### TEXT SHOWN
§

What did you expect?

Well, it's like seeing behind the curtain. And now I'm innately cautious any time I meet anybody, like, "Okay, what do you want?!" You get used to it. You get fucked by enough people, your friends, and shit like that... Whether it be reading something shitty about you that wasn't true, or whatever. It just kept piling up.

What was driving all that negativity?

I found out I'm depressed for real. I'm not just saying that as a joke, which I've done my whole life.

A clinical depression?

Yeah. Mild, not crippling. But present. I'm always a quart low. And I think even just knowing that and accepting it explains a lot of things, you know? A lot of my behavior makes more sense to me now that there may be some explanation. If you found out you've acted or felt a certain way and there is actually a clinical reason, it's not just that you're a piece of shit or you don't have any friends and you don't want any friends and you never stay in a relationship. You realize, "All right, there is a reason I've felt this way, and I'm not a bad person." I feel like I'm more equipped to deal with the situation, although I've opted not to deal with medication or anything like that.

Is it something you maybe embrace a bit-like a source of artistic inspiration?

I've been down that path. I've thought of it as a resource, as a way of forcing you to deal with things because you can't pave them over. But when you keep doing it and it's still there, that's when it's not that romantic a notion. Another rainy day when you fell like just feeling shitty and watching another sad movie, that's all well and good occasionally. But when it's there all the time, suddenly its not as fun to flirt with; it's not as romantic. It's dangerous. It's like thinking you're getting through something and there's always light at the end of the tunnel, and there isn't. You get to the end of the tunnel, and it's still dim. There's no light anymore; you don't even know where you're going. That, and I had to deal with some shit. An important person in my life died.

Your grandmother?

Yeah.... it was a catalyst that kinda made me [pauses] shit or get off the pot. It was either figure out what's going on in your head or, you know, exterminate. Not say that I've got all my shit figured out and every day is great now, but I've got a newgound kind of energy to go at things. And a positively-no, I don't wanna say positively. Blech! I can see records returning in droves! "Oh, no!" No. I just spiritually feel better about where I'm at right now. That can all change later today, but generally I've got my head on a bit straighter.

§

### REQUIRED WORK
**1)** How does the speaker in the interview on depression describe the severity of the depression?
**2)** Carry the interview on depression further, picking up after its last line.

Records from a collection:
§

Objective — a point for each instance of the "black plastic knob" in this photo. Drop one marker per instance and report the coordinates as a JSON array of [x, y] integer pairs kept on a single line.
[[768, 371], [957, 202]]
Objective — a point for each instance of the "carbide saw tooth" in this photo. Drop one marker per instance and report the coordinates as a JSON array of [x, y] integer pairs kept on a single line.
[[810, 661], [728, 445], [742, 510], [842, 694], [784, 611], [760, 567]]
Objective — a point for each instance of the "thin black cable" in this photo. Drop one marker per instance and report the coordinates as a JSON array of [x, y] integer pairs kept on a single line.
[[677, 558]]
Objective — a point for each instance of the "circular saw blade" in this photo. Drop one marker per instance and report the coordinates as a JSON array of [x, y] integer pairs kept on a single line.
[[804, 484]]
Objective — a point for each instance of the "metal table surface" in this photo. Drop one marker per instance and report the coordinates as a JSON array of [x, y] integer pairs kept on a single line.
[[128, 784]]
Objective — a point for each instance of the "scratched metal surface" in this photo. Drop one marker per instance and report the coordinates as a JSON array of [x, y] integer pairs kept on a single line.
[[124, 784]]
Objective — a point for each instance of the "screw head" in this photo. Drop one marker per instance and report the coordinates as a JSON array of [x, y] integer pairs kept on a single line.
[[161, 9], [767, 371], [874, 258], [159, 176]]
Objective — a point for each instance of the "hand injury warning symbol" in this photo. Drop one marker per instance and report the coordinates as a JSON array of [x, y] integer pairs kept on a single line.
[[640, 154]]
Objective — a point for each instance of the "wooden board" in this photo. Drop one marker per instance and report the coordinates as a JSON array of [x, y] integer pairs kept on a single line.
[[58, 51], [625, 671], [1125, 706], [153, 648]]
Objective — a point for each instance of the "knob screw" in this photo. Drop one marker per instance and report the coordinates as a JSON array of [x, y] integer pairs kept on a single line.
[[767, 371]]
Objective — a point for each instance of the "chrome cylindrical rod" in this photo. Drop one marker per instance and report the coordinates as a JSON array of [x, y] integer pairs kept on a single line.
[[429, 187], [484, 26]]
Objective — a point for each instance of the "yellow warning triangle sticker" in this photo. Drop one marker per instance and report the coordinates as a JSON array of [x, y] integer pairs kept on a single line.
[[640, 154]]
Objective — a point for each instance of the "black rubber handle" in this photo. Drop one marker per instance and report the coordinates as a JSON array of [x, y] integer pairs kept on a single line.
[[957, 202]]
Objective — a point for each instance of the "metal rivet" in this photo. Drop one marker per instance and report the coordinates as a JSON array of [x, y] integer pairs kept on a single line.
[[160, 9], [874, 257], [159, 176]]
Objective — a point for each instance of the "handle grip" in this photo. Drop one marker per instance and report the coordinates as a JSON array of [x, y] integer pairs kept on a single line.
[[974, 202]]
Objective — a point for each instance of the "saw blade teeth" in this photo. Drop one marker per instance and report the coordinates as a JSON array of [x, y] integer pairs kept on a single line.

§

### SOLVED TASKS
**1)** Mild, not crippling, but present.

**2)**
Can you elaborate? What¹s your philosophical take now?

Well, I don't have any concrete system that I adhere to now, as far as what I believe in. And there are things I'd like to research when the pressure of saving all of music isn't on my head. [Chuckles.] I don't wanna sound hippie or anything; there's just a sense of purpose that I've had from time to time that I have my own personal views on. It helps me feel like there's some sense and order to the chaos. Not like I've got it figured out, but I do feel a lot better than I used to. And that's not from anyone sitting me down and training me to think a certain way. It's just from getting a good look at the bottom and realizing with better self-esteem and a better sense about me that... there is reason behind the, um... I don't know how to explain this well. Hit me again with this tomorrow. I'll memorize an answer.

With that Reznor smiled, we called it a day, and we never did get around to discussing the issue again. Not to say there's a Hollywood ending, that this is all just an episode of Behind The Music, the exhausted clicke' of an artist pushed to the brink of disaster only to return triumphant. As the man himself puts it, "There's rarely a happy ending to an artist's career. It rarely ends on a high note- it usually has a down-the-drain kind of effect to it."

But by the looks of things right now, the drain is quite a ways off.